==== Datenauszug
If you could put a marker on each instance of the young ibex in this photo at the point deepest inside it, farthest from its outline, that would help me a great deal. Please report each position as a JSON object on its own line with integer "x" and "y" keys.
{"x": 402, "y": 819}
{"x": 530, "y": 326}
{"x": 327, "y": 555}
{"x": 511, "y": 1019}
========
Schriftliche Aufgabe: Übertragen Sie sämtliche Zeilen der Datensätze in eine nummerierte Liste und lassen Sie dabei Leerzeilen weg.

Erledigte Aufgabe:
1. If you could put a marker on each instance of the young ibex in this photo at the point deepest inside it, farthest from its outline, that would help me a great deal. Please report each position as a JSON object on its own line with integer "x" and "y" keys.
2. {"x": 402, "y": 819}
3. {"x": 530, "y": 326}
4. {"x": 327, "y": 555}
5. {"x": 511, "y": 1019}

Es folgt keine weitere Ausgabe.